___ Data section ___

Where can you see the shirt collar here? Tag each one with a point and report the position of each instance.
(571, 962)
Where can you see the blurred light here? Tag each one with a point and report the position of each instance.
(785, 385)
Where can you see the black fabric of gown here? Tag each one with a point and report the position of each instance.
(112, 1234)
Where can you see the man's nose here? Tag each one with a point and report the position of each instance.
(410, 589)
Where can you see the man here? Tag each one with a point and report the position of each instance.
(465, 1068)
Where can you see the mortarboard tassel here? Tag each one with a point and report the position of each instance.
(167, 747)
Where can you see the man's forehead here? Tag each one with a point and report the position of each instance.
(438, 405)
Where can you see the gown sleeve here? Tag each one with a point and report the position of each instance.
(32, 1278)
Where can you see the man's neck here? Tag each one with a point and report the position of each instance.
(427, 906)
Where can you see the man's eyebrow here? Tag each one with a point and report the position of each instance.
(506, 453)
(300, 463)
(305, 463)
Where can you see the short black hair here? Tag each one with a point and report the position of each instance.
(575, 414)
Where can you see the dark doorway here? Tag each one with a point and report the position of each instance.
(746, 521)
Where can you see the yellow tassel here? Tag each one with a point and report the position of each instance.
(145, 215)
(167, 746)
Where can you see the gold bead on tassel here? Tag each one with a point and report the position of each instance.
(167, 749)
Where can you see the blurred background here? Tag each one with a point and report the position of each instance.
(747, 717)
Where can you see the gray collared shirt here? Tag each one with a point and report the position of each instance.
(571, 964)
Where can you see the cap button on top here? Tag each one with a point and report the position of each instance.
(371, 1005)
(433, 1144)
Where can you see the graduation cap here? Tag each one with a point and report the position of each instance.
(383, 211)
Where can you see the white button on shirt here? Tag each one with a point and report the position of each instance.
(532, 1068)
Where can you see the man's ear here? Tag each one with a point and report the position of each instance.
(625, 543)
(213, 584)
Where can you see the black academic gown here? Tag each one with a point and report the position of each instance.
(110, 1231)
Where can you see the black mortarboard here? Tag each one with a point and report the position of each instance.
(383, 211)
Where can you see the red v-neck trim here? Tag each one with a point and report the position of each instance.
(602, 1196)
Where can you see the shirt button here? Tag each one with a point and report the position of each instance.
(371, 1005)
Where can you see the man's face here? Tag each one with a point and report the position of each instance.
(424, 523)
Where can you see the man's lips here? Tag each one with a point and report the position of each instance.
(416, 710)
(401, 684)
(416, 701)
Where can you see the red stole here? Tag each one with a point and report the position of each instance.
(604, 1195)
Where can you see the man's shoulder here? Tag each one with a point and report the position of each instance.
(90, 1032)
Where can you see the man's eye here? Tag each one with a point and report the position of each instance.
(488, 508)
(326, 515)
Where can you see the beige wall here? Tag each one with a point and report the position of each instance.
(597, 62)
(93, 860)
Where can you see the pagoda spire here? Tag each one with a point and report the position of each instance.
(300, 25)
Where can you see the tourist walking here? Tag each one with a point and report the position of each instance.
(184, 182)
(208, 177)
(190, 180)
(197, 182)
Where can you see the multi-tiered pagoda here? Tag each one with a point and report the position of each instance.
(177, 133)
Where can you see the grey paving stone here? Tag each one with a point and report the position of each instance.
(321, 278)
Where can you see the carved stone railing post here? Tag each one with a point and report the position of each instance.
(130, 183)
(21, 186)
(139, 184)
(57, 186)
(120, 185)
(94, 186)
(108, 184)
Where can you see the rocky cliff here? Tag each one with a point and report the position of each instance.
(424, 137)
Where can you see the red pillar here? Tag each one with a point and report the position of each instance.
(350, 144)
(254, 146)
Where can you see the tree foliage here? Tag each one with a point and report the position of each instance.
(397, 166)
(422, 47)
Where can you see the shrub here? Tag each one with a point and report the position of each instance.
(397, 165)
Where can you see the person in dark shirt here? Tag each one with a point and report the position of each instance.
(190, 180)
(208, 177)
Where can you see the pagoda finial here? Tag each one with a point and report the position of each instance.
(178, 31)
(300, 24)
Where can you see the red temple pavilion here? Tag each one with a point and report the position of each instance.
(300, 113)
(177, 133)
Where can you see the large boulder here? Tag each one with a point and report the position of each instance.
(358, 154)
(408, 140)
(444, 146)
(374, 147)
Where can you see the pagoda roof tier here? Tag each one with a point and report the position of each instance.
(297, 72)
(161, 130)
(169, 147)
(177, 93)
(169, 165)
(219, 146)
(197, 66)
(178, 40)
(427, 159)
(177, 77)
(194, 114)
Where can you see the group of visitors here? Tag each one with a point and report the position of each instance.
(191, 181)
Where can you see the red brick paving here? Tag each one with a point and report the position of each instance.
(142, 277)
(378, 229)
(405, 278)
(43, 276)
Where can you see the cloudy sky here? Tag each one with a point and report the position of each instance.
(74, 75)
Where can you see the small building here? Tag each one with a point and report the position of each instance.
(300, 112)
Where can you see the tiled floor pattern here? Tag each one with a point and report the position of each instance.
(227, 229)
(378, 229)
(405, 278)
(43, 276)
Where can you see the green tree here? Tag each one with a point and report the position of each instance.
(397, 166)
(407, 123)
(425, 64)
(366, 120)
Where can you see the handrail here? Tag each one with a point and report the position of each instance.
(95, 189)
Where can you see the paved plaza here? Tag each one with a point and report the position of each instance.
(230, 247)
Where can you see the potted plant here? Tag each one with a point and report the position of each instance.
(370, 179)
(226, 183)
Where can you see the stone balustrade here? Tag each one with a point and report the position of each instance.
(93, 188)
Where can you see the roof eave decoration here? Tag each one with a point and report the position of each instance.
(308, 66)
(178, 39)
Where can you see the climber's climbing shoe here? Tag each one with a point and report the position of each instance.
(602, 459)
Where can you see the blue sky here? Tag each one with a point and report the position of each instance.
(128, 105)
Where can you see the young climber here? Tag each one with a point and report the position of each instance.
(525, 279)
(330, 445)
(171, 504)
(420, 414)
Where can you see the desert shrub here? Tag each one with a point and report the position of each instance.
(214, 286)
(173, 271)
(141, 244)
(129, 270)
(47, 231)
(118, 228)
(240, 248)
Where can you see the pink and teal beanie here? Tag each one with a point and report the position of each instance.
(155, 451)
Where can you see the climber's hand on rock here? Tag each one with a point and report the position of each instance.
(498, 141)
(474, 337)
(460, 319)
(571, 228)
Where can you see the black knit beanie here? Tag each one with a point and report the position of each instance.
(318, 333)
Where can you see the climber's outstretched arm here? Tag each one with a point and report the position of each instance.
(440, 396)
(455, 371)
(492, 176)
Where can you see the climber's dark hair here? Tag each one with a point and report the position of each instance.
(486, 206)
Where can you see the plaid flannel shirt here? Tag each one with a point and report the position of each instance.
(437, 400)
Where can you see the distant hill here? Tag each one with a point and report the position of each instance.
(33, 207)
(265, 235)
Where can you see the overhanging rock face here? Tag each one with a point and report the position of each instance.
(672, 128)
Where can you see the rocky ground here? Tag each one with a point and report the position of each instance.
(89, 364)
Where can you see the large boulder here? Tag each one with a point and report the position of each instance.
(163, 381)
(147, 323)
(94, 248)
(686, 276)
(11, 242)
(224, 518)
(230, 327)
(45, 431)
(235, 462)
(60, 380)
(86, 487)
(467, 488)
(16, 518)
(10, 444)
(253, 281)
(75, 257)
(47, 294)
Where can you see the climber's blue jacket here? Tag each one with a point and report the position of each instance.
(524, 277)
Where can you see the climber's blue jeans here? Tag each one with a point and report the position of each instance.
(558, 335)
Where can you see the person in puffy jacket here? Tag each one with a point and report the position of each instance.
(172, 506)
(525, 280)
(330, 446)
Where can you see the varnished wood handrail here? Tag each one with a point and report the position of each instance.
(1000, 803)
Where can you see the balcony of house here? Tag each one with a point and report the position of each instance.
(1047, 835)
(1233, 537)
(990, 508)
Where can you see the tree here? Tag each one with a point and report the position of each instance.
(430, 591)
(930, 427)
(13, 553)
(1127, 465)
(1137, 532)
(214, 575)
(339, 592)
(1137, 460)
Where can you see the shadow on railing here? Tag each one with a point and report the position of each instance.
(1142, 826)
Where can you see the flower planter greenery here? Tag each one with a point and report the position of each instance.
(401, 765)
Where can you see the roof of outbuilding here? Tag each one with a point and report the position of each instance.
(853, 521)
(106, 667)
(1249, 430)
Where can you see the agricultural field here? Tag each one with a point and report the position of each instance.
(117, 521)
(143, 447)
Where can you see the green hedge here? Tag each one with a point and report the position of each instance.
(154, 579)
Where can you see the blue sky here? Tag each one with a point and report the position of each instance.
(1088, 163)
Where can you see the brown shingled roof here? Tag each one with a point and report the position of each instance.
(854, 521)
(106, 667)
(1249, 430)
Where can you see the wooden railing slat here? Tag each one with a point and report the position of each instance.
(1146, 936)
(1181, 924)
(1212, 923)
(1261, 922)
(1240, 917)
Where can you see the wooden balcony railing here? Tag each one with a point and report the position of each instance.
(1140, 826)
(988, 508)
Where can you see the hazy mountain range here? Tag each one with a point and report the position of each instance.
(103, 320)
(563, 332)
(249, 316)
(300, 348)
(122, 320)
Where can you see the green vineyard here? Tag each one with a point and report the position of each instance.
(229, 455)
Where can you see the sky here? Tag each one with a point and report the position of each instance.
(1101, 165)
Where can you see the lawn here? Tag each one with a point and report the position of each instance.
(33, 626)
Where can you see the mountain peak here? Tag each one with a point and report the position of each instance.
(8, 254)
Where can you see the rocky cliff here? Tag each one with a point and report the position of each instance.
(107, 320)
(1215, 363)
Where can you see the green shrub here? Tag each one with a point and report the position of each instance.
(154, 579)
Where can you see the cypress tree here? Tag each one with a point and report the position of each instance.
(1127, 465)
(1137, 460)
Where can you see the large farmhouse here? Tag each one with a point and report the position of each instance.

___

- [Problem] From the listing, give the line containing "Where can you see the black mortarboard" through the line containing "(602, 1196)", both included, as a JSON list of strings with one string per line and blank lines omitted.

- [Exercise result]
[
  "Where can you see the black mortarboard here? Tag each one with a point and report the position of each instance.",
  "(383, 211)",
  "Where can you see the red v-neck trim here? Tag each one with a point and report the position of each instance.",
  "(602, 1196)"
]